* Begin MATERIAL *

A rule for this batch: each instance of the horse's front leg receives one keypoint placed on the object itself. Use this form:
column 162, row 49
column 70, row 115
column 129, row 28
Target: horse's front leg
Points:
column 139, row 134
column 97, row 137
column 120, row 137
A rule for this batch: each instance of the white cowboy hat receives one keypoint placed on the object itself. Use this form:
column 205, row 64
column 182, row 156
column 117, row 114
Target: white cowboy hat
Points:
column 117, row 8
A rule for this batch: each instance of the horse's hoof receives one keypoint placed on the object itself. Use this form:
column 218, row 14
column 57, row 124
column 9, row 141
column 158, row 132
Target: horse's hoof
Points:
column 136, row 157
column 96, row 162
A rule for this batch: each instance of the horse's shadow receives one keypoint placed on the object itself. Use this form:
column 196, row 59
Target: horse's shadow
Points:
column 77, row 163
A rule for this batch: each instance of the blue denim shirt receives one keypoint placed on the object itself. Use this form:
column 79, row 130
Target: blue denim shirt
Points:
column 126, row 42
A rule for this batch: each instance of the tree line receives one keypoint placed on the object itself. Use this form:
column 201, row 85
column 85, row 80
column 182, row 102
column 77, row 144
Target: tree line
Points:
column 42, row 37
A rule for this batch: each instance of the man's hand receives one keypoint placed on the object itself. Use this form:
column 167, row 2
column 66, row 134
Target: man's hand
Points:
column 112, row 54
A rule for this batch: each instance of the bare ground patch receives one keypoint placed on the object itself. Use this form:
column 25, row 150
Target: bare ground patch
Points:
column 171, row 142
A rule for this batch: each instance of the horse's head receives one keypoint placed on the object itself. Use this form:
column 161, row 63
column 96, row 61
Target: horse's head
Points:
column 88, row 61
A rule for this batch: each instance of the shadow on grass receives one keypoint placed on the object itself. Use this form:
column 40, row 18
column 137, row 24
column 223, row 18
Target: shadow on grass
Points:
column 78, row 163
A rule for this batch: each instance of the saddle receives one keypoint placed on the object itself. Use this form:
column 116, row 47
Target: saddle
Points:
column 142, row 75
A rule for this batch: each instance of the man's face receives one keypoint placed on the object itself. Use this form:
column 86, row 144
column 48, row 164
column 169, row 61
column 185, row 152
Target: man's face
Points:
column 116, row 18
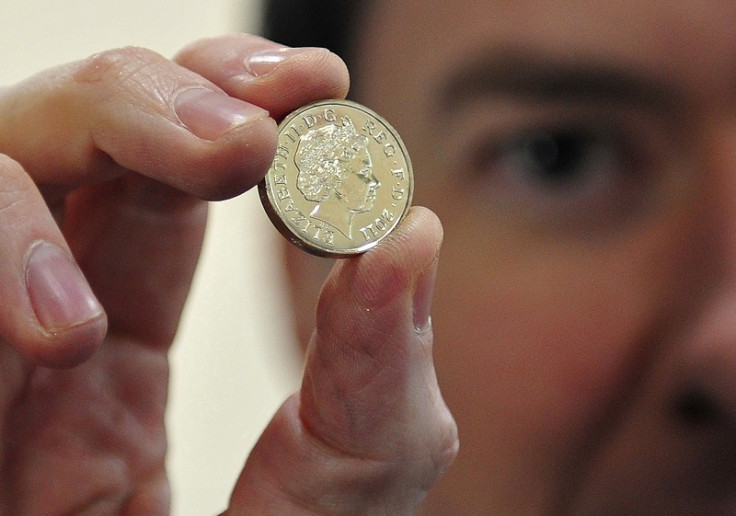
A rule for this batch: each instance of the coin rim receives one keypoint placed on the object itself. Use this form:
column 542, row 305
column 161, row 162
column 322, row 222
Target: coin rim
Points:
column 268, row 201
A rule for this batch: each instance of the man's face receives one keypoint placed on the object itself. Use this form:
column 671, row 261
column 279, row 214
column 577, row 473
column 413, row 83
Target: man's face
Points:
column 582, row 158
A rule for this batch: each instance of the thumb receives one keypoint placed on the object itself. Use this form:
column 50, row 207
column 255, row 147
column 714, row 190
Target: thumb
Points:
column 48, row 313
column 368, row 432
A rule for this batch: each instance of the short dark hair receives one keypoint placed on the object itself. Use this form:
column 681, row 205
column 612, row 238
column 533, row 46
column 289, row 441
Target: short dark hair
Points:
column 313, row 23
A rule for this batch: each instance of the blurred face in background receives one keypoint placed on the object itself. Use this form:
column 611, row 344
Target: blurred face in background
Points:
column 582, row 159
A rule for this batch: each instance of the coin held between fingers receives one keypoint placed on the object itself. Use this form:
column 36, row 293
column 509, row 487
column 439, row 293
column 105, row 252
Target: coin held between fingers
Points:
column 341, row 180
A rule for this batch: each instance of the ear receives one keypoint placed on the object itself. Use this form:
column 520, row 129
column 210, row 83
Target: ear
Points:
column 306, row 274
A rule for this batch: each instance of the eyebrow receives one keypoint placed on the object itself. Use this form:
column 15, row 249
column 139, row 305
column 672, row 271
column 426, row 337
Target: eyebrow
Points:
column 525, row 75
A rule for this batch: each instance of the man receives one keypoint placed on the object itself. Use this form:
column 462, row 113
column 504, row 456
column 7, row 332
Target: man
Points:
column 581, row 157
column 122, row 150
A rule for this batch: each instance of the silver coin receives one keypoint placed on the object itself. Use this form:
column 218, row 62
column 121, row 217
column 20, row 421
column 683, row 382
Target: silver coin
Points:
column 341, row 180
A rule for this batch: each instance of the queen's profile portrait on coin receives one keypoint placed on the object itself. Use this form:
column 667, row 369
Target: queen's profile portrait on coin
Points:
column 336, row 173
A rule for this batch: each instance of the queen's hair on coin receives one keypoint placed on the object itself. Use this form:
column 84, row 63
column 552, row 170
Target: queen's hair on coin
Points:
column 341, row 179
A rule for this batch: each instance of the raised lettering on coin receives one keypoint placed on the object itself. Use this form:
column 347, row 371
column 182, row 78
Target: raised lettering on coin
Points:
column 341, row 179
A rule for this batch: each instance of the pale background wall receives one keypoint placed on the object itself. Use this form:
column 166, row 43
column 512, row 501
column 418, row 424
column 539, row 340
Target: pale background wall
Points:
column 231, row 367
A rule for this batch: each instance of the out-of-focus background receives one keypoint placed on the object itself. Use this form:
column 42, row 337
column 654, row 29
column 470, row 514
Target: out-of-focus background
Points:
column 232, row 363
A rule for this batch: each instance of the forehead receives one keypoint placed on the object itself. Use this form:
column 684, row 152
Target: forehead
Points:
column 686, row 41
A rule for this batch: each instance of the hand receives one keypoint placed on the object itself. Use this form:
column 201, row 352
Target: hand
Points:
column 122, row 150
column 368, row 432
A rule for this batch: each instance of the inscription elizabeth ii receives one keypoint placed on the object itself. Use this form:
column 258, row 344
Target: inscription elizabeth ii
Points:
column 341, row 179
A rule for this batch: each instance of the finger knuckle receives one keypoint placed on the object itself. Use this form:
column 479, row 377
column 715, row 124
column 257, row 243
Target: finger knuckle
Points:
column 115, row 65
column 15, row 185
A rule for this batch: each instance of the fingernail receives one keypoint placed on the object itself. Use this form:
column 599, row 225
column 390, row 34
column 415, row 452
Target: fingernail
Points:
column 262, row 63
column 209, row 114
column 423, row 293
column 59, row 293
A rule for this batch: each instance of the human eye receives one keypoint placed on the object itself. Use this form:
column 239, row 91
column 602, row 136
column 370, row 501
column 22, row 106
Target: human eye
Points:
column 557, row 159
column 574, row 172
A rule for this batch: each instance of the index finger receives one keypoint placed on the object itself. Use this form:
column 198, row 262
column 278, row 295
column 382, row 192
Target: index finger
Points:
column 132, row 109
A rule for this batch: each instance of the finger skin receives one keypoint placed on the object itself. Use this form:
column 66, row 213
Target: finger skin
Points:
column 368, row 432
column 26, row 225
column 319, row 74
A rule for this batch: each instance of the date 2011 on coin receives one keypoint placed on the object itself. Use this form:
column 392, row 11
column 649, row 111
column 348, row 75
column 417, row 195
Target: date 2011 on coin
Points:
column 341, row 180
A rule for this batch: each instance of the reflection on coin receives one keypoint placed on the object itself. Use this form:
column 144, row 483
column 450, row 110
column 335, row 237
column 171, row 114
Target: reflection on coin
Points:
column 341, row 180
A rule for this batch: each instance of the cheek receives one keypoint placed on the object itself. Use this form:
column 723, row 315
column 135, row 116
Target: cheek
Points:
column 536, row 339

* End MATERIAL *
* Begin MATERIAL *

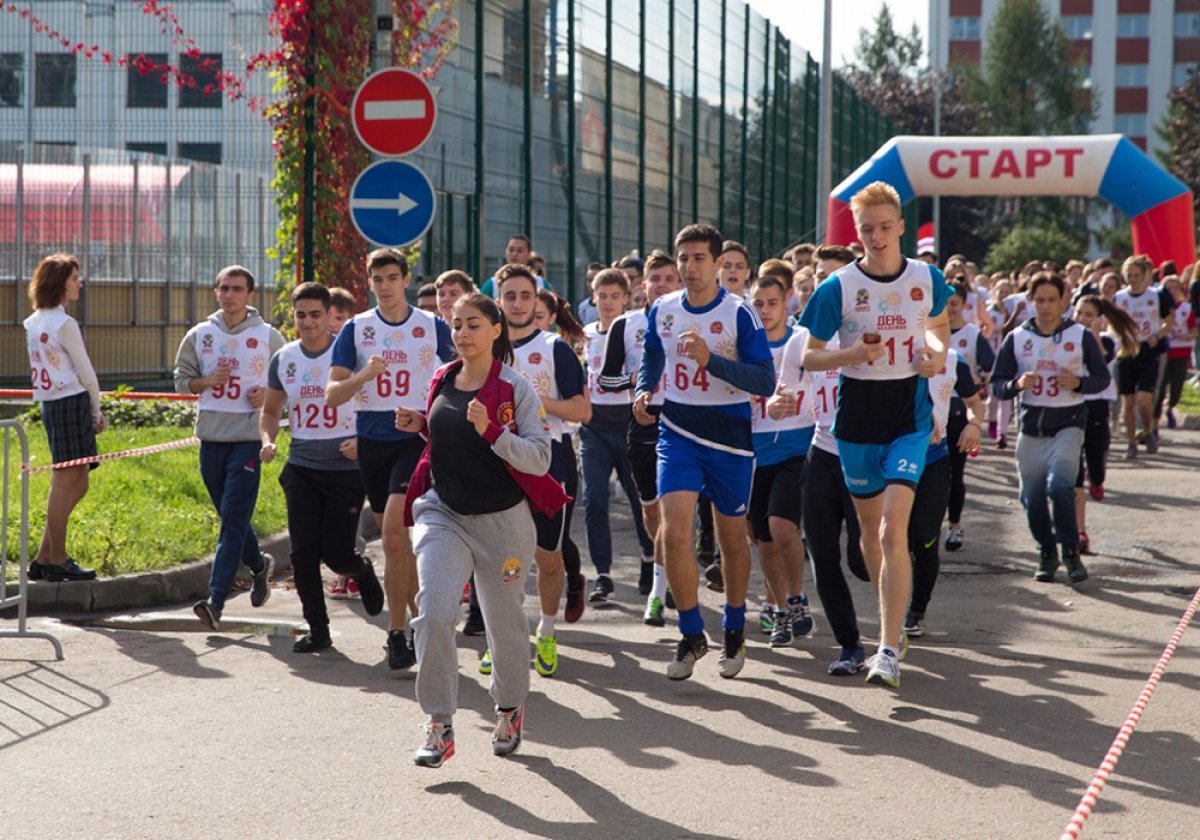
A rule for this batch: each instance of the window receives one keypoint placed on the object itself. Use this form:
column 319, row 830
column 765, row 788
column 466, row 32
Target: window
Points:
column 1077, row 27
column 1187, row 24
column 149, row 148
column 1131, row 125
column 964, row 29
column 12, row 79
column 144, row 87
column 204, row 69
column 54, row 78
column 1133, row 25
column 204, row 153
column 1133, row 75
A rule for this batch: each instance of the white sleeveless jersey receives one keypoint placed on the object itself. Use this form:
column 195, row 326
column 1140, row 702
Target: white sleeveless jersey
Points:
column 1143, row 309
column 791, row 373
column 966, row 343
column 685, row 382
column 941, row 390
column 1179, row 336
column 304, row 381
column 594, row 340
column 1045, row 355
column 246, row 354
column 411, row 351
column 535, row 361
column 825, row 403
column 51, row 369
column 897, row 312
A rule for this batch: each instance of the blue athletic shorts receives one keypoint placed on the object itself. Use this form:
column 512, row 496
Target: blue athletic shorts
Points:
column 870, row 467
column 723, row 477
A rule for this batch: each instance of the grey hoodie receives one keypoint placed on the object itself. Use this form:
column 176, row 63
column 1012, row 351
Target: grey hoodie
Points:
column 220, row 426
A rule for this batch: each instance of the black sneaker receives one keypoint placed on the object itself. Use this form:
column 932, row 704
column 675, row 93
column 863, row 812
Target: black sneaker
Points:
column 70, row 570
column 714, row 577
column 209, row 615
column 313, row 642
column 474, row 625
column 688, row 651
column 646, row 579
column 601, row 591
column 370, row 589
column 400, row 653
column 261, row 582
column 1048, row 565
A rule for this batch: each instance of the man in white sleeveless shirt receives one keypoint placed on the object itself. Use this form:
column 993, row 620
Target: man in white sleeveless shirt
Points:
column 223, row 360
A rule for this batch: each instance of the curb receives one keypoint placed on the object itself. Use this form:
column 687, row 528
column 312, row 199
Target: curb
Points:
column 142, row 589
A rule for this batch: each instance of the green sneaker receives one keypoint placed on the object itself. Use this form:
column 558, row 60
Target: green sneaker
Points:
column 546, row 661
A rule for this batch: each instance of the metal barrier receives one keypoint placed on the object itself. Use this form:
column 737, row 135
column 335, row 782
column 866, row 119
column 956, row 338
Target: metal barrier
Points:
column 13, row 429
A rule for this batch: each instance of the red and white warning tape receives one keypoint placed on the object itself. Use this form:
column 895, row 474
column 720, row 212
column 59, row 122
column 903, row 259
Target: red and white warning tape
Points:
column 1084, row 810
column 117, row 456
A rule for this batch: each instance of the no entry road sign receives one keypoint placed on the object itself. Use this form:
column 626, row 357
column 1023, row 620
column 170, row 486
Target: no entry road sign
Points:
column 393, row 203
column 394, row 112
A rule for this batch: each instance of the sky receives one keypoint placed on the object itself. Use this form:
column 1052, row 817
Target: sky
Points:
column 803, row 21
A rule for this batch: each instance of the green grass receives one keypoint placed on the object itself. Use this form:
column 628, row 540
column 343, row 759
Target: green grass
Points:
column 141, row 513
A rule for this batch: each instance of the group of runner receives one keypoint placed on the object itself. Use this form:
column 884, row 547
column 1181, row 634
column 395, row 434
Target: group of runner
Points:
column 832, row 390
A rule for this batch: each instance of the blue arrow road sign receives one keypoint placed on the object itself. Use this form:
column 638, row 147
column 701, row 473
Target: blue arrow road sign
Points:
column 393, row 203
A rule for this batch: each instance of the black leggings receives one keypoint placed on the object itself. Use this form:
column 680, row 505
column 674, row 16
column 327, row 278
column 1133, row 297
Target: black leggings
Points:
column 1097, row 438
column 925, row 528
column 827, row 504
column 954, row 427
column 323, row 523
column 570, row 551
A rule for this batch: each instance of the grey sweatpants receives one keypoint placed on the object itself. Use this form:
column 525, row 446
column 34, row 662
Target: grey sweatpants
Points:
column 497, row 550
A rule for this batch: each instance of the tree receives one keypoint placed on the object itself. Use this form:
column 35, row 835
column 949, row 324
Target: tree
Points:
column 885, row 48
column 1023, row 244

* End MATERIAL *
* Begin MATERIAL *

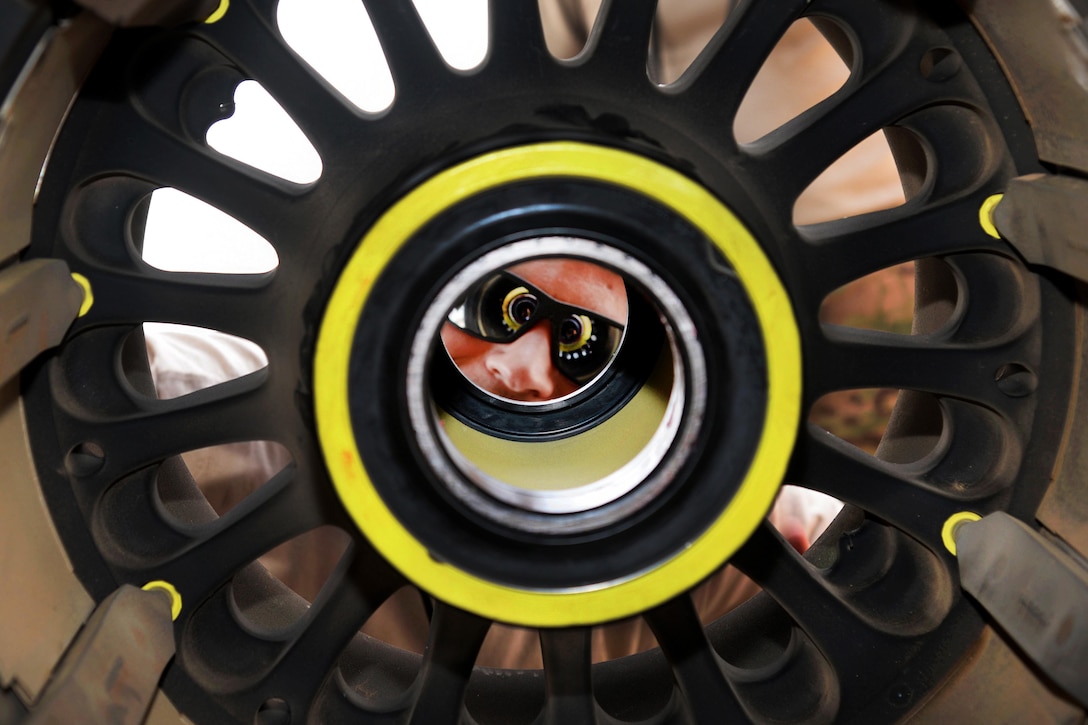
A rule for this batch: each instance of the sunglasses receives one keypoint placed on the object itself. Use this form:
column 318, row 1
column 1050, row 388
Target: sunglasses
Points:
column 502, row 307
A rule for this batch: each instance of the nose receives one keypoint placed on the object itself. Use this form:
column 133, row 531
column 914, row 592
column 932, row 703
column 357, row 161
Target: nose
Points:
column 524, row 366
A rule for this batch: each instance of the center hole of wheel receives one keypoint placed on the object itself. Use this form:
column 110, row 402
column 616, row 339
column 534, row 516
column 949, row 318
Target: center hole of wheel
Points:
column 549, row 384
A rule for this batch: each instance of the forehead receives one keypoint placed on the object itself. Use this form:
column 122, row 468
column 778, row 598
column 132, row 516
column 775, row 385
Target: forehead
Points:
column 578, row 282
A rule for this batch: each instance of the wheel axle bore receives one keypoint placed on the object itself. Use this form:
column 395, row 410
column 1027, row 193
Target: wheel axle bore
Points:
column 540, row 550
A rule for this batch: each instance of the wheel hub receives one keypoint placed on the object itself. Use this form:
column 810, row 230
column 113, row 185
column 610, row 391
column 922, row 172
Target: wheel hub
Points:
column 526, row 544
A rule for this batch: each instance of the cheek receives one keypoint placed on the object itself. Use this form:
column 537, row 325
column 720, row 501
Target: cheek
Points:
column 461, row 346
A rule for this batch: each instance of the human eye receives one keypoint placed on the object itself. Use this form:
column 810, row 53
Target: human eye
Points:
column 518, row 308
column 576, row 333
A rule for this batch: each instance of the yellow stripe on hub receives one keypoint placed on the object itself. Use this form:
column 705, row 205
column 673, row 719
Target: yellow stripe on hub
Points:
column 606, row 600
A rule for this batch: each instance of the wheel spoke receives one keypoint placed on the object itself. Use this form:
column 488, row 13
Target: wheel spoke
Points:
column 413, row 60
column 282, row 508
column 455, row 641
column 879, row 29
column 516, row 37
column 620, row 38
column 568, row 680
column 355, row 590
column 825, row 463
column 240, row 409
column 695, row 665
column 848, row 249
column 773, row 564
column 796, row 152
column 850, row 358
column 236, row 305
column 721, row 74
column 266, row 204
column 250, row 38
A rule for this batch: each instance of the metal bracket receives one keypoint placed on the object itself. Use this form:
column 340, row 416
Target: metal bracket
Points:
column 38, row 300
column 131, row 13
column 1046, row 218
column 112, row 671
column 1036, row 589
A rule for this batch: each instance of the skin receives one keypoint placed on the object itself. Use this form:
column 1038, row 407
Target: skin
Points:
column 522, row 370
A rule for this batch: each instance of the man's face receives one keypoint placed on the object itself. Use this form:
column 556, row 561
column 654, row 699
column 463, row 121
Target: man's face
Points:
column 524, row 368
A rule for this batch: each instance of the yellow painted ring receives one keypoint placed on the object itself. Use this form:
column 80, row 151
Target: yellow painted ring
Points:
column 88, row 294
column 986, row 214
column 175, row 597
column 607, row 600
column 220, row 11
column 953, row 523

* End MATERIAL *

Change "front leg" to "hind leg" in the listing. Start at the line that has "A rule for this batch: each instance of the horse's front", stop after the line that has "column 120, row 137", and return only those lines with nothing else altered.

A rule for this batch: each instance of the horse's hind leg receives one keypoint placed on the object itself. Use this form:
column 162, row 49
column 70, row 115
column 129, row 28
Target: horse's hind leg
Points:
column 139, row 134
column 97, row 137
column 120, row 137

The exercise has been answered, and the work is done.